### Excerpt provided
============
- Genre: Quiz
- Based on: De Slimste Mens ter Wereld
- Presented by: Linda de Mol (2006) Martijn Krabbé (2009) Philip Freriks (2012–2025) Herman van der Zandt (2025–present)
- Judges: Cees Geel (2006) Jan Verheyen (2006, 2009) Maarten van Rossem (2012–2025) Paulien Cornelisse (2025–present)
- Country of origin: Netherlands
- Original language: Dutch
- No. of seasons: 2 (Talpa) 1 (RTL 4) 27 (NCRV / KRO-NCRV)

Production
- Running time: 40-45 minutes

Original release
- Network: Talpa
- Release: 2 January – 2 November 2006
- Network: RTL 4
- Release: 28 September – 19 November 2009
- Network: NCRV (2012–2015) KRO-NCRV (2015–present) NPO 2 (2012-2022) NPO 1 (2022-present)
- Release: 23 July 2012 – present

= De slimste mens =

Dutch television quiz show

De slimste mens (Dutch for 'The smartest human'), until 2009 known as De slimste, is a Dutch television quiz show. Contestants mostly have to find associations to certain terms or pictures.

== Concept ==
In each episode, three contestants play against each other. The contestants vary from more to less known and each season aims to have a diverse group. During filming, the contestants take seats in three chairs. The contestant that won the previous episode takes the right spot, the runner-up from the previous episode takes the middle seat, and a new contestant takes place on the left. The order for the first episode is chosen at random.

Each round gives contestants the opportunity to earn more seconds to their clock. The rounds consist of different types of questions, where, for example, four or five answers must be given, connections must be found, keywords must be provided for a video about events from recent history, or puzzles must be made. By answering questions correctly, seconds can be gained, but these seconds are lost again by taking the time to answer. If a contestant says 'stop' or 'pass' when not all answers are given, the other contestants get a chance to earn the remaining seconds, always starting with the one who currently has the lowest amount of seconds left.

After five rounds, the contestant with the highest amount of seconds left is called 'the smartest of the day', and advances to the next episode by default. The two remaining contestants compete in a finale. The winner of that finale also advances to the next episode, while the losing contestant gets replaced by a new contestant in the next episode.
============
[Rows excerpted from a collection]
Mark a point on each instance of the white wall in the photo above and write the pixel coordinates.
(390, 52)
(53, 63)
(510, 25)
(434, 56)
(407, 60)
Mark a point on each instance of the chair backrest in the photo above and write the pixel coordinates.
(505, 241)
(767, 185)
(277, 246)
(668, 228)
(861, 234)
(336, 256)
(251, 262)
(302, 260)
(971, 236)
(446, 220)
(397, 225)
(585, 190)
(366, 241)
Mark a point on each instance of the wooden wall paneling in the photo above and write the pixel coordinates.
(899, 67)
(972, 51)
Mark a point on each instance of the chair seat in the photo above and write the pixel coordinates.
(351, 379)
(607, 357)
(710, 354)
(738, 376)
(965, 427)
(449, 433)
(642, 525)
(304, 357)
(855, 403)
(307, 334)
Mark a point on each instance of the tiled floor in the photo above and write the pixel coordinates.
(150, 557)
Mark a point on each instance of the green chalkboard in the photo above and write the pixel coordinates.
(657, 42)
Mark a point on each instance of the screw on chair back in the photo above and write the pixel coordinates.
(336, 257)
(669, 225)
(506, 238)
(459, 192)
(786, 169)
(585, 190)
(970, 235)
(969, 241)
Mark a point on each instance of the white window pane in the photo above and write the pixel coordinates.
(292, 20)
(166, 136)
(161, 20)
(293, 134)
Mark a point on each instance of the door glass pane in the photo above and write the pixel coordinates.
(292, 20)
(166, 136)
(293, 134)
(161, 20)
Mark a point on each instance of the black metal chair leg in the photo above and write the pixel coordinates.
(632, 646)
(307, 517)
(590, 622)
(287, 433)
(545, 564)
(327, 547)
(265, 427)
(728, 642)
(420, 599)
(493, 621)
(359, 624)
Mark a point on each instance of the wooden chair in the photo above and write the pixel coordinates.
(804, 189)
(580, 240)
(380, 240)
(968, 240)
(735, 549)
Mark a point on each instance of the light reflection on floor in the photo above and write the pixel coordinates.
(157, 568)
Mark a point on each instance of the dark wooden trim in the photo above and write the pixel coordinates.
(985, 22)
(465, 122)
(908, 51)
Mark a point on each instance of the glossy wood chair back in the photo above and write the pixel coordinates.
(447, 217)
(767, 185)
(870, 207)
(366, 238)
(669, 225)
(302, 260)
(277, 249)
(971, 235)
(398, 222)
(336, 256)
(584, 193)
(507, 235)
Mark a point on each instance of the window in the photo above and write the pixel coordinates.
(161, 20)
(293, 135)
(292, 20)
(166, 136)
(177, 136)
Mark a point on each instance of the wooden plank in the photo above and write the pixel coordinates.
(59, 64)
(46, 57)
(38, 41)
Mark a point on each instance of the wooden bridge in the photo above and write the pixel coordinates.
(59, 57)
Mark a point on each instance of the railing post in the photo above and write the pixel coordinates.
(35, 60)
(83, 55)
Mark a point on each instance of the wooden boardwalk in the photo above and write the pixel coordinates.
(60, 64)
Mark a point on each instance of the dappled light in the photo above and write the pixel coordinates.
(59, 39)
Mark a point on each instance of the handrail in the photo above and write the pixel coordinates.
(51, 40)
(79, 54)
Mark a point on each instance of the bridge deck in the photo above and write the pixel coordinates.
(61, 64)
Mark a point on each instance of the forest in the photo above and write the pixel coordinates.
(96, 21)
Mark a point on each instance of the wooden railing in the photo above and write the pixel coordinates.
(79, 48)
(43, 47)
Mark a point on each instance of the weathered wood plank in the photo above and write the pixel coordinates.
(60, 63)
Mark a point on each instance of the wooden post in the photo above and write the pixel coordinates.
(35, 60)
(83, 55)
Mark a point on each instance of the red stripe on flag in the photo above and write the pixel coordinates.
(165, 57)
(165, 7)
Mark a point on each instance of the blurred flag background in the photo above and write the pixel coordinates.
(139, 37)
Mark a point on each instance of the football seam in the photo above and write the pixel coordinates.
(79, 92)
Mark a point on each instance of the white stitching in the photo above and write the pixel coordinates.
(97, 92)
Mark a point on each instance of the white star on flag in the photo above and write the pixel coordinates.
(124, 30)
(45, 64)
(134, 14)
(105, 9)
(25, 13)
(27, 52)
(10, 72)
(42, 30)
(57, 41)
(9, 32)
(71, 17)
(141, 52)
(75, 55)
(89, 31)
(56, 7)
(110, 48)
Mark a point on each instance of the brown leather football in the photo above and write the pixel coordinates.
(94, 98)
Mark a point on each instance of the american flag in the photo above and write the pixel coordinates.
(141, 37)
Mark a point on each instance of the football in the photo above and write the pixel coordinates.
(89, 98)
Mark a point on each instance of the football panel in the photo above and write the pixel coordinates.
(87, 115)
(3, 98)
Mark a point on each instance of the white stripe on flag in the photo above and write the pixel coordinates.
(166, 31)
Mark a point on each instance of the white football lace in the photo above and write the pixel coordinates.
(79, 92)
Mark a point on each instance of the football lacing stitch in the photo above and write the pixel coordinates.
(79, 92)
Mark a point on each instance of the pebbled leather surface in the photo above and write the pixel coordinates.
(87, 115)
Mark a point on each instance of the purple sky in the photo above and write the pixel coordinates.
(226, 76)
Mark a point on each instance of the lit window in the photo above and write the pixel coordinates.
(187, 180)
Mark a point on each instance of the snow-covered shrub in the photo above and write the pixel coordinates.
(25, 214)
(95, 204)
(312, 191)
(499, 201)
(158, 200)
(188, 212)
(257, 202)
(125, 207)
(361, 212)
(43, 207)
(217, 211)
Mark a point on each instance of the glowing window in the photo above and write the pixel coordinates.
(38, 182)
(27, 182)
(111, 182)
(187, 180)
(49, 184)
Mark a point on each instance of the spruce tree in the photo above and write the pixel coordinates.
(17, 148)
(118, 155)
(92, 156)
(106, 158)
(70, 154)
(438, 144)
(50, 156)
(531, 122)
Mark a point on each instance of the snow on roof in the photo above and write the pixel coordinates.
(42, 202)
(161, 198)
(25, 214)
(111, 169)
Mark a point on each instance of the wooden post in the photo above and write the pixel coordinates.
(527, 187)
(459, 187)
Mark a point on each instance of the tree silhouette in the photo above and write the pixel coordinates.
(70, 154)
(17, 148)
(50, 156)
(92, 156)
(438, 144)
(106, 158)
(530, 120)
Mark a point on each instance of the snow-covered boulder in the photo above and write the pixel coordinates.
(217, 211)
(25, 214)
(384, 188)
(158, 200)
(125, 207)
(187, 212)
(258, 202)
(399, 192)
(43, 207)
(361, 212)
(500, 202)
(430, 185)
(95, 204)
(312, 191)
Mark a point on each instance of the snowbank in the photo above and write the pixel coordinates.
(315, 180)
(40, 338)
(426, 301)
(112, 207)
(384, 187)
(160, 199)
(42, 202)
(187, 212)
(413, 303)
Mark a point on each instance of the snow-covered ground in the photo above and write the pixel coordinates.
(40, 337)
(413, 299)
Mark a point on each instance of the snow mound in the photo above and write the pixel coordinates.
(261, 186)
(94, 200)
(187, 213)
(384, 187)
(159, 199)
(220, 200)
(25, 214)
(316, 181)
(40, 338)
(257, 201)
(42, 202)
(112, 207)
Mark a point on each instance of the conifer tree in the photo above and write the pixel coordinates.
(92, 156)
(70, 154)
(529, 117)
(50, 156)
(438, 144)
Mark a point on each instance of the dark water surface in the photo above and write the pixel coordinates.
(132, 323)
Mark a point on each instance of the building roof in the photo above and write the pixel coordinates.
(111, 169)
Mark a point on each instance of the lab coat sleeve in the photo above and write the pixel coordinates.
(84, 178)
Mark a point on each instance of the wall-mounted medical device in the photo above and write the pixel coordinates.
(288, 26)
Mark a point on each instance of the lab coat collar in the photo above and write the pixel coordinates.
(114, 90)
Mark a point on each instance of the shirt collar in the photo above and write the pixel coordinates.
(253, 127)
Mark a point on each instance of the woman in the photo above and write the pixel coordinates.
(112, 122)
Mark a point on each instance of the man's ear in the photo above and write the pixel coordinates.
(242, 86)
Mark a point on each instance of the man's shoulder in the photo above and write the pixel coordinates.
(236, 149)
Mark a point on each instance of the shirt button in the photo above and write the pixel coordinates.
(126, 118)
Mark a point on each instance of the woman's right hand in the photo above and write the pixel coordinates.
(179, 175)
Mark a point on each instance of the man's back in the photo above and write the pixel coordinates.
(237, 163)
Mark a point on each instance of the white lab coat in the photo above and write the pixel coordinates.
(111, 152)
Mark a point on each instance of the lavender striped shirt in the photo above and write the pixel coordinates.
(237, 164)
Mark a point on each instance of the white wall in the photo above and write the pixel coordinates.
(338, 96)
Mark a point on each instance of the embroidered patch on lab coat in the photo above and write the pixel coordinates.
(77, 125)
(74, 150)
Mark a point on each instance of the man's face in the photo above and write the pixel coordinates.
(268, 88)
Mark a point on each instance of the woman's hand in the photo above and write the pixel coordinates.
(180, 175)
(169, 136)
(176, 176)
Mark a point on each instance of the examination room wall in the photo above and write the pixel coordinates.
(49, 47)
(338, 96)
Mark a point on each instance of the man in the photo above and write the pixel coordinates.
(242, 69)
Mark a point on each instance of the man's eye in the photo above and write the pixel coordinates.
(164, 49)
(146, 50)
============
### List of tasks
1. Find every row that contains the string "wall" and copy each of those rows in full. Case counts.
2. Continue the article on the Dutch quiz show De slimste mens from the point where it stops.

### Per-task outputs
1.
Mark a point on each instance of the white wall in the photo above and write the pixel coordinates.
Mark a point on each instance of the wooden wall paneling in the photo above and write the pixel coordinates.
Mark a point on each instance of the wall-mounted medical device in the photo above and write the pixel coordinates.
Mark a point on each instance of the white wall in the photo above and write the pixel coordinates.
Mark a point on each instance of the examination room wall in the photo above and write the pixel coordinates.

2.
In the final week of each season, the five best players from the season return to the newcomer's seat on the left, counting the amount of episodes they were in and how many times they won an episode. For example, if one contestant was in 6 episodes with 3 wins, they were better than one with 6 episodes and 2 wins. The best player returns in the last episode, the season finale. In the last episode, the finale is played with the two with the highest scores after the fifth round, not with those in second and third place, as usual. The winner of that finale gets named 'de slimste mens'.

== Gameplay ==
Each episode consists of five rounds, with an additional finale at the end. From the second to the fifth round, when a contestant passes before giving all the answers, the two other contestants always get a chance to complete it, starting with the one who has the least amount of seconds left at the time.

=== 3-6-9 ===
Each contestant gets 60 seconds to start with. In this first round, fifteen questions are asked, starting with the contestant on the newcomer's seat. If they answer correctly, they can answer the next question and so on. When they answer incorrectly, the question gets passed on to the next contestant. The 3rd, 6th, 9th, 12th and 15th question are worth 10 seconds. In this round, the clock is not yet running when answering the questions, but there is a time limit for answering them.

=== Open Deur ('open door') ===
In this round, questions are asked by a celebrity. The contestant currently in third place gets to choose first. Usually, each season has a small group of celebrities, with a few pre-recorded questions that are shown throughout the whole season. They start with a short story, and always end the question with "What do you know of....?". Four answers are to be given, each worth 20 seconds.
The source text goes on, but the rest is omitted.